■ WORK ORDER ■
Quote the records that follow in full, leaving the pictures out.

■ DATASET ENTRIES ■
- - - - -
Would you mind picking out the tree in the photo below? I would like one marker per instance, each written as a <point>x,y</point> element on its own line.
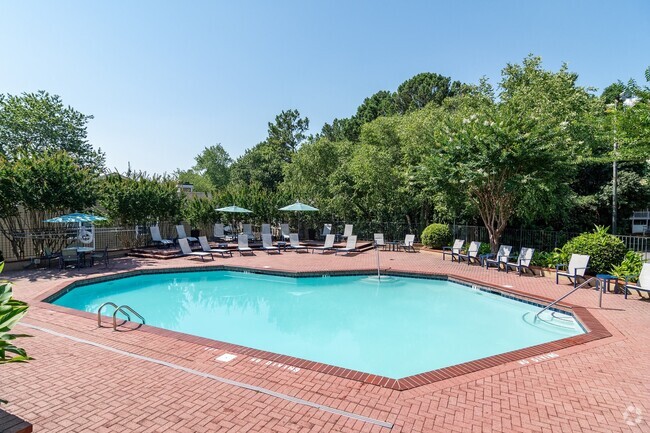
<point>262,164</point>
<point>34,123</point>
<point>288,132</point>
<point>515,155</point>
<point>37,186</point>
<point>214,162</point>
<point>416,92</point>
<point>137,199</point>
- - - - -
■ TASK ANSWER ■
Would you mind picking out the tree in the photo below? I would like one marker per instance, each written as a <point>x,y</point> element on its own line.
<point>262,164</point>
<point>34,123</point>
<point>288,132</point>
<point>515,155</point>
<point>37,186</point>
<point>214,162</point>
<point>416,92</point>
<point>137,199</point>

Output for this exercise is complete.